--- start of DATA ---

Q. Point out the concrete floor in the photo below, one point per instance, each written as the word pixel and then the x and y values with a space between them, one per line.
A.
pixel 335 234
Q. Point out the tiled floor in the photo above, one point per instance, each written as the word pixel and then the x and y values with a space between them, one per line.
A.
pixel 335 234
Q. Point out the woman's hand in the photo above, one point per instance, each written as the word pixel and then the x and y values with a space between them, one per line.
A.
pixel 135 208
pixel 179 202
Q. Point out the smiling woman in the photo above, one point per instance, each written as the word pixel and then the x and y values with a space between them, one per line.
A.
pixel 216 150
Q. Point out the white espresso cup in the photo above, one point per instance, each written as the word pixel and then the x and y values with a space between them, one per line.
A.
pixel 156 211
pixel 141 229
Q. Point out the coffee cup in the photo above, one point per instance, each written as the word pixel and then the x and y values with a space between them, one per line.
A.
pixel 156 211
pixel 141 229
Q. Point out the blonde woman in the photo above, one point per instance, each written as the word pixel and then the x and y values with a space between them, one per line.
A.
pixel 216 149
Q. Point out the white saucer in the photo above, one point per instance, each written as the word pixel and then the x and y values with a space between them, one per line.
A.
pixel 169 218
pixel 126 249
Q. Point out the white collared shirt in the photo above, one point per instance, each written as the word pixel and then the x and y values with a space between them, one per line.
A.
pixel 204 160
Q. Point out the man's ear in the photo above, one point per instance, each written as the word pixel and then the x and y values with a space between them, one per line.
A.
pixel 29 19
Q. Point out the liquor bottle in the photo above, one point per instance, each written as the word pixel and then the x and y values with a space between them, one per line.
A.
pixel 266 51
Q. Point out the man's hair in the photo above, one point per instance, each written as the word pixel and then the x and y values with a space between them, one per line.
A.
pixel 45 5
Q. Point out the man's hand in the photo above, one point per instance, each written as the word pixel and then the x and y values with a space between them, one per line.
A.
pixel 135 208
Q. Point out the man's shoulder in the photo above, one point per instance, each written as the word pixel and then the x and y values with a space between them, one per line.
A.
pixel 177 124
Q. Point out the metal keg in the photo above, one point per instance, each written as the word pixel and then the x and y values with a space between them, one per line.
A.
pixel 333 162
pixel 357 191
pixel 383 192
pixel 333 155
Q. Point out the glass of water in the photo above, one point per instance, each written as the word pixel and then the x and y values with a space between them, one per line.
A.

--- end of DATA ---

**WHAT YOU SHOULD DO**
Recast every line of the rows above as a Markdown table with the columns No and Line. Number each line and leave out any blank lines.

**ANSWER FOR THE TASK**
| No | Line |
|---|---|
| 1 | Q. Point out the concrete floor in the photo below, one point per instance, each written as the word pixel and then the x and y values with a space between them, one per line. |
| 2 | A. |
| 3 | pixel 335 234 |
| 4 | Q. Point out the tiled floor in the photo above, one point per instance, each written as the word pixel and then the x and y values with a space between them, one per line. |
| 5 | A. |
| 6 | pixel 335 234 |
| 7 | Q. Point out the woman's hand in the photo above, one point per instance, each written as the word pixel and then the x and y values with a space between them, one per line. |
| 8 | A. |
| 9 | pixel 135 208 |
| 10 | pixel 179 202 |
| 11 | Q. Point out the smiling woman in the photo above, one point per instance, each written as the word pixel and then the x and y values with a space between them, one per line. |
| 12 | A. |
| 13 | pixel 216 150 |
| 14 | Q. Point out the white espresso cup in the photo above, one point per instance, each written as the word pixel and then the x and y values with a space between them, one per line. |
| 15 | A. |
| 16 | pixel 156 211 |
| 17 | pixel 141 229 |
| 18 | Q. Point out the coffee cup in the photo above, one point per instance, each written as the word pixel and then the x and y values with a space between them, one per line. |
| 19 | A. |
| 20 | pixel 156 211 |
| 21 | pixel 141 229 |
| 22 | Q. Point out the blonde woman in the photo above, one point per instance, each written as the word pixel and then the x and y values with a space between them, one per line. |
| 23 | A. |
| 24 | pixel 216 149 |
| 25 | Q. Point out the white saucer in the photo above, one point per instance, each written as the word pixel and then the x and y values with a space between them, one per line. |
| 26 | A. |
| 27 | pixel 169 218 |
| 28 | pixel 126 249 |
| 29 | Q. Point out the white collared shirt in the photo above, one point per instance, each written as the word pixel and then the x and y values with a space between them, one per line. |
| 30 | A. |
| 31 | pixel 204 160 |
| 32 | Q. Point out the man's ear in the photo above, one point per instance, each written as the word pixel and then the x and y values with a space between them, one per line. |
| 33 | A. |
| 34 | pixel 29 19 |
| 35 | Q. Point out the liquor bottle in the photo above, one point per instance, each written as the word pixel and then the x and y values with a space between them, one per line. |
| 36 | A. |
| 37 | pixel 266 51 |
| 38 | Q. Point out the man's hair in the photo above, one point per instance, each written as the word pixel and then the x and y values with a space between them, one per line. |
| 39 | A. |
| 40 | pixel 45 5 |
| 41 | Q. Point out the man's hand in the photo above, one point per instance, each written as the word pixel and then the x and y values with a space between them, one per line. |
| 42 | A. |
| 43 | pixel 135 208 |
| 44 | Q. Point out the man's shoulder in the photo above, one point per instance, each written as the word pixel and then the x and y values with a space between them, one per line. |
| 45 | A. |
| 46 | pixel 177 124 |
| 47 | Q. Point out the metal keg in the photo above, one point per instance, each written as the word pixel and then the x and y values with a space between them, one per line. |
| 48 | A. |
| 49 | pixel 333 162 |
| 50 | pixel 357 191 |
| 51 | pixel 383 192 |
| 52 | pixel 333 155 |
| 53 | Q. Point out the glass of water in the photo above, one point per instance, each written as the word pixel and then the x and y values with a space between them, one per line. |
| 54 | A. |